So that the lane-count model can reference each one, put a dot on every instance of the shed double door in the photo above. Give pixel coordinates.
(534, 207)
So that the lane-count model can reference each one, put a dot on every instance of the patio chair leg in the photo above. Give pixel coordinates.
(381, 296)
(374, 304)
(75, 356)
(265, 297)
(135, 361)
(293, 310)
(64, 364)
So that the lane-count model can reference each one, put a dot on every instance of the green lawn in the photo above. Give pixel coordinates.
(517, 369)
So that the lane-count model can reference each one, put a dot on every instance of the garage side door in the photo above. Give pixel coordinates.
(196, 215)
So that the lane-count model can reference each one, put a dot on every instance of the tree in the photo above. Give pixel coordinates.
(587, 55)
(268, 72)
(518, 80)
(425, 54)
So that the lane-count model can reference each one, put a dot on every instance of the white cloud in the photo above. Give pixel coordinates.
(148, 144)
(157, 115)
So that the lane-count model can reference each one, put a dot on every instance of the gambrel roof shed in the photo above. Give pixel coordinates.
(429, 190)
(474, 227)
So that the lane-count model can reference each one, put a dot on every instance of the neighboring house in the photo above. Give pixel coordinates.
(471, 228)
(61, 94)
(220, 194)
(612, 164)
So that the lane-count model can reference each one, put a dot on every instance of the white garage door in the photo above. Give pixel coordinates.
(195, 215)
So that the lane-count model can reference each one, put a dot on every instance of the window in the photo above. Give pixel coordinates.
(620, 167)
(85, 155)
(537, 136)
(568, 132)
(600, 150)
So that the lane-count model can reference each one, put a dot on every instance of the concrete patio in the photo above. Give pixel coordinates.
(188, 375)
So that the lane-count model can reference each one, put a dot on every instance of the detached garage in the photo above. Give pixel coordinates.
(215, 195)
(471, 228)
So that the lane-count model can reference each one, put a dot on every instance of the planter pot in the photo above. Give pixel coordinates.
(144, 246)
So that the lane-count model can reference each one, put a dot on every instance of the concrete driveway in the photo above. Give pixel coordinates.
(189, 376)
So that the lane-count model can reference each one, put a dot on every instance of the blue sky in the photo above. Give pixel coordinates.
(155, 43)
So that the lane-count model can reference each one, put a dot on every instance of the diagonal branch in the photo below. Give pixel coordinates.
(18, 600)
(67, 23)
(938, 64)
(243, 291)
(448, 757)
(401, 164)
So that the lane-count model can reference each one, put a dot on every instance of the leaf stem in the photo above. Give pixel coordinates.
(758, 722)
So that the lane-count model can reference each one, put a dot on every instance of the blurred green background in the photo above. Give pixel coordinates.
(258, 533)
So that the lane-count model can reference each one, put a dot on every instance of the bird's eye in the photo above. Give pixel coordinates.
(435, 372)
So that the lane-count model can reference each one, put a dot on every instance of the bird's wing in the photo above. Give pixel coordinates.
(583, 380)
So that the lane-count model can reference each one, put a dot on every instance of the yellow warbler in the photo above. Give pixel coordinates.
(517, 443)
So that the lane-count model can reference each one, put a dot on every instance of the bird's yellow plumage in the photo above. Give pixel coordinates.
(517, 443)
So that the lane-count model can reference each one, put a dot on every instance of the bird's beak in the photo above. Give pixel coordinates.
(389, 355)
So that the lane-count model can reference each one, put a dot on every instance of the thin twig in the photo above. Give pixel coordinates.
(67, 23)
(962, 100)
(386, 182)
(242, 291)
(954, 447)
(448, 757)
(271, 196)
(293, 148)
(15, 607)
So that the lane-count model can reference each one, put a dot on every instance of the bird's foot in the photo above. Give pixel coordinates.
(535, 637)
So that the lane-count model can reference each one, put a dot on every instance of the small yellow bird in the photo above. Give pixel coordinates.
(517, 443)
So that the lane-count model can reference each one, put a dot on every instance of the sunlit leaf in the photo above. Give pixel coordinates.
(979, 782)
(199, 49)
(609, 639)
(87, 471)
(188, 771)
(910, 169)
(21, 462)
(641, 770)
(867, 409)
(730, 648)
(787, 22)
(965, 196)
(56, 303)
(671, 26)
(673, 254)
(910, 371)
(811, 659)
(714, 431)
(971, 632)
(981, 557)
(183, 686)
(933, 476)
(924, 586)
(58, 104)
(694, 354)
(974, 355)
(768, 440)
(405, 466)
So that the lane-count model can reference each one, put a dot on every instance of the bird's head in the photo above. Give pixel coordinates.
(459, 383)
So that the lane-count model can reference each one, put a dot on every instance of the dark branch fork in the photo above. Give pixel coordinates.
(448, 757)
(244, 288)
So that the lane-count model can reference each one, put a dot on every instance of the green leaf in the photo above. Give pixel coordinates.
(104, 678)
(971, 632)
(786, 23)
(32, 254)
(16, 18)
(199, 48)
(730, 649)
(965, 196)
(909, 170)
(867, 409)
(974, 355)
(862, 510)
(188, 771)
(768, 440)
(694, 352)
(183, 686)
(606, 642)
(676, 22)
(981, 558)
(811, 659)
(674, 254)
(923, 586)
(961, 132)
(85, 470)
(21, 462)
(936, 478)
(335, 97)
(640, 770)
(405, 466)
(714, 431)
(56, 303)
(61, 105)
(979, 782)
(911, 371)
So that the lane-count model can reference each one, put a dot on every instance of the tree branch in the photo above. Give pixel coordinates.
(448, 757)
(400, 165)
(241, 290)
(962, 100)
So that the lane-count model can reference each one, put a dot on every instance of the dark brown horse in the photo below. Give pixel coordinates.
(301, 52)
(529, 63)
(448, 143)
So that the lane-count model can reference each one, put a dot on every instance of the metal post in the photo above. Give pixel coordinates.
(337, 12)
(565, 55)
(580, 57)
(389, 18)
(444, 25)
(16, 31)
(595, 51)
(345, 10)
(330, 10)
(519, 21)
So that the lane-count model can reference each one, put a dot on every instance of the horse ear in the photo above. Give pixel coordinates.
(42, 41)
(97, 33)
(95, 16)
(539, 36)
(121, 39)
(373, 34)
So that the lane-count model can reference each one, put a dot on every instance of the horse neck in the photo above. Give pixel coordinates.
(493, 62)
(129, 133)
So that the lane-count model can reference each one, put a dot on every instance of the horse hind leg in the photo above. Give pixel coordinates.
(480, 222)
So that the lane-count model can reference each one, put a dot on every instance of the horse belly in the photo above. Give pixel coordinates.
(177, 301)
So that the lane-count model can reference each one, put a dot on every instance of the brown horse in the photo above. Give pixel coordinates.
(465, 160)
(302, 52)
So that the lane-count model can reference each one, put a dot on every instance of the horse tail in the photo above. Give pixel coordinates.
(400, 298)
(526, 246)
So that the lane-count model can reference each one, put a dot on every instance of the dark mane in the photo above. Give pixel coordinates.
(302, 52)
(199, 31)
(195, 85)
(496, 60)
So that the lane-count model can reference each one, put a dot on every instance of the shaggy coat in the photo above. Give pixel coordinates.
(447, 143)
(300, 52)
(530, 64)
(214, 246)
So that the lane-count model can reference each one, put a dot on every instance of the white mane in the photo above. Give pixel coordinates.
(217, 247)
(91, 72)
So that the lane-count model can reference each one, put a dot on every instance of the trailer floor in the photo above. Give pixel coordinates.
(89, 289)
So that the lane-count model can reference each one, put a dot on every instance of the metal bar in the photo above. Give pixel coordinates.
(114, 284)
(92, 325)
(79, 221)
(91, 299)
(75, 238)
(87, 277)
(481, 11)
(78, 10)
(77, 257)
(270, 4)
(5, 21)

● ● ●

(Exercise):
The entries above should be copied out exactly, with none left out.

(Your response):
So that the lane-count model can reference each one, put a dot on every instance of the shed double door in the photo above. Give pixel coordinates.
(534, 207)
So that the lane-count model can reference each one, put a dot on every instance of the patio chair leg in the photo above. Give pixel coordinates.
(381, 296)
(374, 304)
(75, 356)
(265, 297)
(135, 361)
(293, 310)
(64, 364)
So that the lane-count model can reference each one, put a dot on every instance of the green lawn in the photo above. Give pixel coordinates.
(517, 369)
So that the lane-count model can reference each one, put a dot on every instance of the garage side door in the photo above. Give pixel coordinates.
(196, 215)
So that the lane-count model can reference each one, put a dot on every instance of the tree in the photo above. Give pixel coordinates.
(587, 55)
(268, 72)
(518, 80)
(425, 54)
So that the lane-count model can reference each one, put a dot on every instance of the white cloud in the photo above. Give pixel coordinates.
(148, 144)
(157, 115)
So that the lane-count model can reference each one, put a dot on every instance of the gambrel roof shed in the photo above. Give pixel coordinates.
(429, 190)
(474, 227)
So that the lane-count model can reference each one, put a dot on every instance of the neighboring house in the photo above. Give pixel coordinates.
(471, 228)
(61, 94)
(220, 194)
(612, 164)
So that the lane-count model can reference each one, put a dot on every instance of the white garage door in the photo above. Give pixel coordinates.
(195, 215)
So that the lane-count model can reference each one, put a dot on every instance of the window in the photo above. Give pixel coordinates.
(620, 167)
(85, 155)
(537, 136)
(568, 132)
(600, 150)
So that the lane-count model can reference each one, put a dot on every instance of the concrete patio in the photo above. Give pixel coordinates.
(188, 375)
So that the lane-count model can reference each one, put a dot on every instance of the detached garage in the photo above. Give pixel coordinates.
(215, 195)
(471, 228)
So that the lane-count model can reference each one, put a dot on every instance of the planter pot in the photo above. Give pixel coordinates.
(144, 246)
So that the lane-count model can reference each one, put a dot on every instance of the concrete driveway in the photo above. Give pixel coordinates.
(189, 376)
So that the lane-count model can reference each one, put a dot on every instance of the blue sky in the photo above. Give pixel coordinates.
(155, 43)
So that the lane-count model can reference each one, put a dot on every instance of the diagonal branch in the photo below. Give pixel coordinates.
(18, 600)
(67, 23)
(938, 64)
(243, 291)
(448, 757)
(401, 164)
So that the lane-count model can reference each one, put a dot on every instance of the leaf stem in the photo above. Give pixel coordinates.
(758, 722)
So that the lane-count model can reference each one, put a dot on every instance of the blurred green background in the photo above. Give pixel coordinates.
(258, 533)
So that the lane-count model can reference each one, put a dot on every instance of the bird's eye in the photo above. Give pixel coordinates.
(435, 372)
So that the lane-count model can reference each one, put a dot on every instance of the bird's wing in the photo above. Give pixel coordinates.
(583, 380)
So that the lane-count model can reference each one, put a dot on every instance of the yellow warbler in the photo above. Give pixel coordinates.
(517, 443)
So that the lane-count model can reference each one, put a dot on every instance of the bird's yellow plumage in the photo above. Give pixel coordinates.
(517, 443)
So that the lane-count model can reference each one, put a dot on every instance of the bird's beak in the photo above. Give pixel coordinates.
(389, 355)
So that the lane-count model can reference each one, put a dot on every instance of the thin twig in the photo above. Give pixel coordinates.
(67, 23)
(962, 100)
(386, 182)
(242, 291)
(954, 447)
(448, 757)
(271, 196)
(293, 148)
(15, 607)
So that the lane-count model can reference each one, put a dot on every instance of the bird's foot in the photo above. Give pixel coordinates.
(535, 637)
So that the lane-count model can reference each one, put a dot on every instance of the small yellow bird in the photo above. Give pixel coordinates.
(517, 443)
So that the lane-count model can reference each one, put a dot on every instance of the sunlit leaf in the photo above. Give pixel coordinates.
(979, 782)
(199, 49)
(609, 639)
(87, 471)
(188, 771)
(910, 169)
(21, 462)
(641, 770)
(867, 409)
(730, 648)
(787, 22)
(965, 196)
(56, 303)
(671, 26)
(673, 254)
(910, 371)
(811, 659)
(714, 431)
(971, 632)
(981, 557)
(183, 686)
(933, 476)
(924, 586)
(58, 104)
(694, 354)
(974, 355)
(768, 440)
(405, 466)
So that the lane-count model can reference each one, put a dot on every instance of the bird's head in the photo above. Give pixel coordinates.
(459, 383)
So that the lane-count model can reference each one, put a dot on every instance of the dark branch fork in the photo above. Give pixel coordinates.
(448, 757)
(244, 288)
So that the lane-count model can reference each one, put a dot on every instance of the green leaf in the photo above. Give pixel coordinates.
(104, 678)
(971, 632)
(786, 23)
(32, 254)
(16, 18)
(199, 48)
(730, 649)
(965, 196)
(909, 170)
(867, 409)
(974, 355)
(862, 510)
(188, 771)
(768, 440)
(694, 352)
(183, 686)
(606, 642)
(676, 22)
(981, 558)
(811, 659)
(674, 254)
(923, 586)
(961, 132)
(85, 470)
(21, 462)
(936, 478)
(335, 97)
(640, 770)
(405, 466)
(714, 431)
(56, 303)
(61, 105)
(979, 782)
(911, 371)
So that the lane-count model can reference each one, put a dot on every instance of the tree branch in the photo above. Give pixel coordinates.
(448, 757)
(400, 165)
(241, 290)
(962, 100)
So that the lane-count model can reference each one, put a dot on every instance of the dark brown horse in the photo below. Give pixel coordinates.
(301, 52)
(529, 63)
(448, 143)
So that the lane-count model can reference each one, put a dot on every instance of the metal post in the photo above. Give pixel coordinates.
(337, 12)
(565, 55)
(580, 57)
(389, 18)
(444, 25)
(16, 31)
(595, 51)
(345, 10)
(330, 10)
(519, 21)
So that the lane-count model can reference each one, put a dot on every instance of the horse ear in the photo above. Give pixel coordinates.
(42, 41)
(97, 33)
(95, 16)
(539, 36)
(121, 39)
(373, 34)
So that the lane-count model can reference each one, put a dot on every instance of the horse neck in the photo above. Give pixel coordinates.
(493, 62)
(129, 133)
So that the lane-count model can reference each one, put a dot on every instance of the horse hind leg in the photo above. Give pixel coordinates.
(480, 222)
So that the lane-count model can reference each one, put a dot on every instance of the horse belly in the photo above. Give pixel coordinates.
(177, 301)
So that the lane-count model can reference each one, put a dot on every instance of the brown horse in the photo above. Give pixel coordinates.
(465, 160)
(302, 52)
So that the lane-count model can reference each one, put a dot on every instance of the horse tail in the photo above. Give pixel coordinates.
(400, 298)
(526, 246)
So that the lane-count model can reference each one, put a dot on every instance of the dark mane in the photo above. Give pixel coordinates.
(302, 52)
(199, 31)
(195, 85)
(496, 60)
So that the lane-count model can reference each one, put a dot on every instance of the shaggy coat in the photo above. Give pixel coordinates.
(447, 143)
(300, 52)
(530, 64)
(214, 246)
So that the lane-count model can reference each one, put a dot on every instance of the white mane in the photo above. Give pixel coordinates.
(217, 247)
(91, 72)
So that the lane-count model can reference each one, put a dot on every instance of the trailer floor in the photo above. Give pixel coordinates.
(89, 289)
So that the lane-count model can reference each one, put a dot on every instance of the metal bar in the photo above. Give pixel coordinates.
(114, 284)
(92, 325)
(79, 221)
(91, 299)
(75, 238)
(87, 277)
(481, 11)
(78, 10)
(77, 257)
(270, 4)
(5, 21)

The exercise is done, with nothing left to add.